Filter the records below and copy each line that contains the word "potted".
-- start of Provided entries --
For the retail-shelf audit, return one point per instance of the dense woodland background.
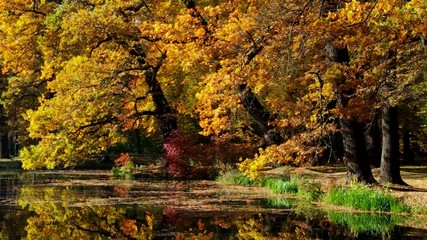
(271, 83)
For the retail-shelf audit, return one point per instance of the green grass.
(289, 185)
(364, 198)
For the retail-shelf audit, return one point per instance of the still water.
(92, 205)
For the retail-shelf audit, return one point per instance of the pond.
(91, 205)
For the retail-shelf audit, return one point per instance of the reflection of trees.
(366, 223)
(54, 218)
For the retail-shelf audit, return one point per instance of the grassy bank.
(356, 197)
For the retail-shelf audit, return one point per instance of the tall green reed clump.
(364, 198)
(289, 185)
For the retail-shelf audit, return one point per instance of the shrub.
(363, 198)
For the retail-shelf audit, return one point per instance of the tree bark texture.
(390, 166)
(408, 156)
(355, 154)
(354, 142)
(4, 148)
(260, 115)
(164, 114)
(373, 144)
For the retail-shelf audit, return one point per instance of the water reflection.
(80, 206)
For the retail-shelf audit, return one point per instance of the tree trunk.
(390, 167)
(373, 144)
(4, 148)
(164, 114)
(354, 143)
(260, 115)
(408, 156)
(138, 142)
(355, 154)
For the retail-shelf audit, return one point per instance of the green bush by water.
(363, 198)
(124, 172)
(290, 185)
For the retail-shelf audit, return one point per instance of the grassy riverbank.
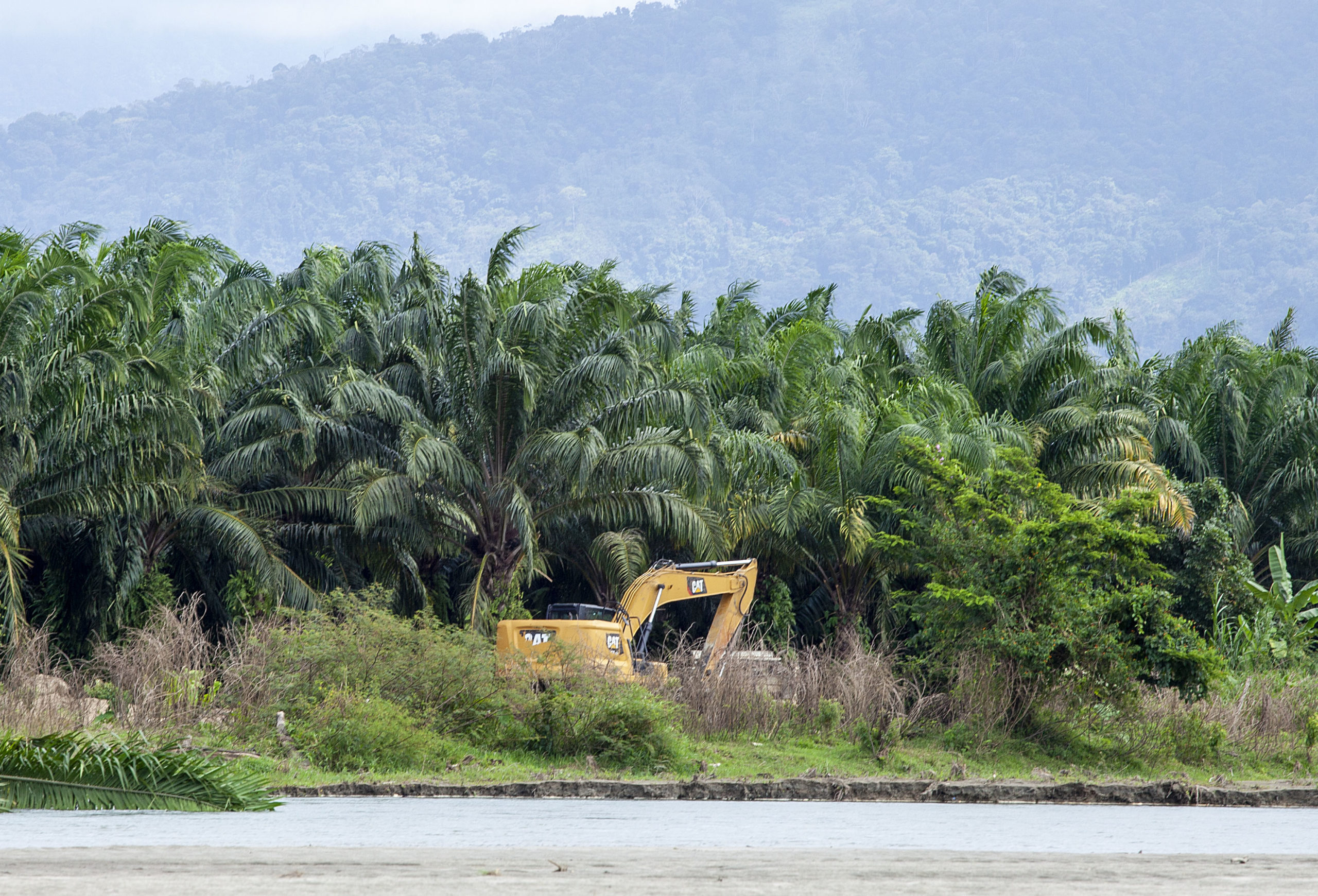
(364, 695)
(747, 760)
-- end of Provided entries --
-- start of Provided entries --
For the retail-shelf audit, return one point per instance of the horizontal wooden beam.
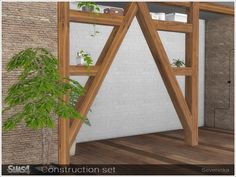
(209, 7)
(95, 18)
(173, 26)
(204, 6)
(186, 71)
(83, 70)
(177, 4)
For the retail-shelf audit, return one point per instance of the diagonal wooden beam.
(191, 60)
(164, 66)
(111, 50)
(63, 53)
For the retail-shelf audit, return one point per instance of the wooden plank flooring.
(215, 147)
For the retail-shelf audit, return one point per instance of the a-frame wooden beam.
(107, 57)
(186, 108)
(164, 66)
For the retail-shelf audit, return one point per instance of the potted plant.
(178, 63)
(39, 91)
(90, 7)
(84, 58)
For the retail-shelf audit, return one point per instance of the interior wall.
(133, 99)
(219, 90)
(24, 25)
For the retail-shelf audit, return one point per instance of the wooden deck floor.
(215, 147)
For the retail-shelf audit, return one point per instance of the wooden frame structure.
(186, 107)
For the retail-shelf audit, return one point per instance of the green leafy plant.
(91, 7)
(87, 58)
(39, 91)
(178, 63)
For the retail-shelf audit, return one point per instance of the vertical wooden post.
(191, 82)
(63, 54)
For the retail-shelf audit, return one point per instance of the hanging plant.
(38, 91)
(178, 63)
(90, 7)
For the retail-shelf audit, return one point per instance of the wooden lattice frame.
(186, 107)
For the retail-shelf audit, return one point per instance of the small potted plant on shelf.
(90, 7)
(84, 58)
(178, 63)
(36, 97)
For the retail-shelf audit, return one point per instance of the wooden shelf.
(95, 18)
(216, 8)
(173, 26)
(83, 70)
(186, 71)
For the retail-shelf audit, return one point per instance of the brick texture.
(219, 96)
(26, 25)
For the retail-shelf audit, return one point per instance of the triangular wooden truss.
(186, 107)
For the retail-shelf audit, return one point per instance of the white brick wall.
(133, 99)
-- end of Provided entries --
-- start of Provided entries --
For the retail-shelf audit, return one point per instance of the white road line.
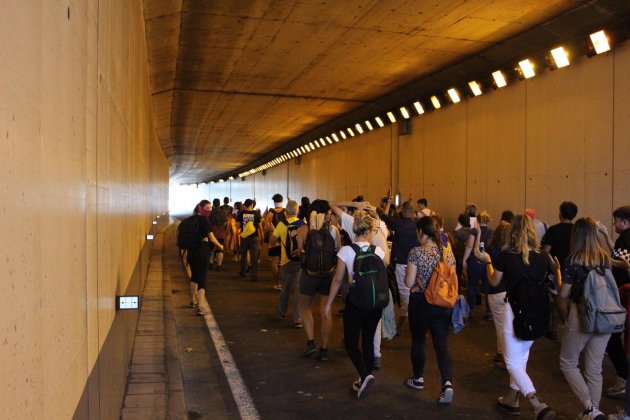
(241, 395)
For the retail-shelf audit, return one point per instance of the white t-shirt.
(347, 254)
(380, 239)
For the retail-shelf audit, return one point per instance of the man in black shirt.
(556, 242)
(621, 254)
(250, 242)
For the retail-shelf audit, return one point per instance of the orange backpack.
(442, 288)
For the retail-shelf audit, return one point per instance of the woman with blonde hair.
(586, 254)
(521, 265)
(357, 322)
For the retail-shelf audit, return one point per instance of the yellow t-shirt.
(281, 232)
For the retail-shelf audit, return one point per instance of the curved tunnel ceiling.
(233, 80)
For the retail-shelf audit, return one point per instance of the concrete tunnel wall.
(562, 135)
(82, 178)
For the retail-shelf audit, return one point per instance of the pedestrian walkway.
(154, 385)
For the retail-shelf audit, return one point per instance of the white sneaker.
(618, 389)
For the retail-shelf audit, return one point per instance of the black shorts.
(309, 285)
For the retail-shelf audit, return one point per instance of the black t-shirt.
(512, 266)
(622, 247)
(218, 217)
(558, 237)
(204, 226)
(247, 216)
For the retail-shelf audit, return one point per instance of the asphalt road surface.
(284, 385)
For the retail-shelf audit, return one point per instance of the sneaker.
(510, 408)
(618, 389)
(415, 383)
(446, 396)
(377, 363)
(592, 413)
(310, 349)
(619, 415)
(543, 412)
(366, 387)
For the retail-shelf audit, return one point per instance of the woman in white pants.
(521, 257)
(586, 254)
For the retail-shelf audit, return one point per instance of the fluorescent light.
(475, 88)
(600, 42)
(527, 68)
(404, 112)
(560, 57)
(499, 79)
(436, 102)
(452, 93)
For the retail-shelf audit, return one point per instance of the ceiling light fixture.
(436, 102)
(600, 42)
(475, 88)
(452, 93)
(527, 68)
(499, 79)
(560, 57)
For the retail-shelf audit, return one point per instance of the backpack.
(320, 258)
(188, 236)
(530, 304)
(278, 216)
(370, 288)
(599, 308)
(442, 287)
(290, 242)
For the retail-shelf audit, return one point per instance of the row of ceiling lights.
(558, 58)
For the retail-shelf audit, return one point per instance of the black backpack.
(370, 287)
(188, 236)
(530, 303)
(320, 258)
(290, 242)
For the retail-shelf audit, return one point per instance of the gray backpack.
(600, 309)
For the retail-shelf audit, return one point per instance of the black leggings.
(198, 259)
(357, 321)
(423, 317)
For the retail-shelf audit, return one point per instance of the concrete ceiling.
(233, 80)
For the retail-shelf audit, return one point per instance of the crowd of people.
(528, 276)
-- end of Provided entries --
▸ Solution for this problem
For the retail-shelf audit, return one point per instance of the potted plant.
For the retail-shelf audit, return one point per instance of the small potted plant on shelf.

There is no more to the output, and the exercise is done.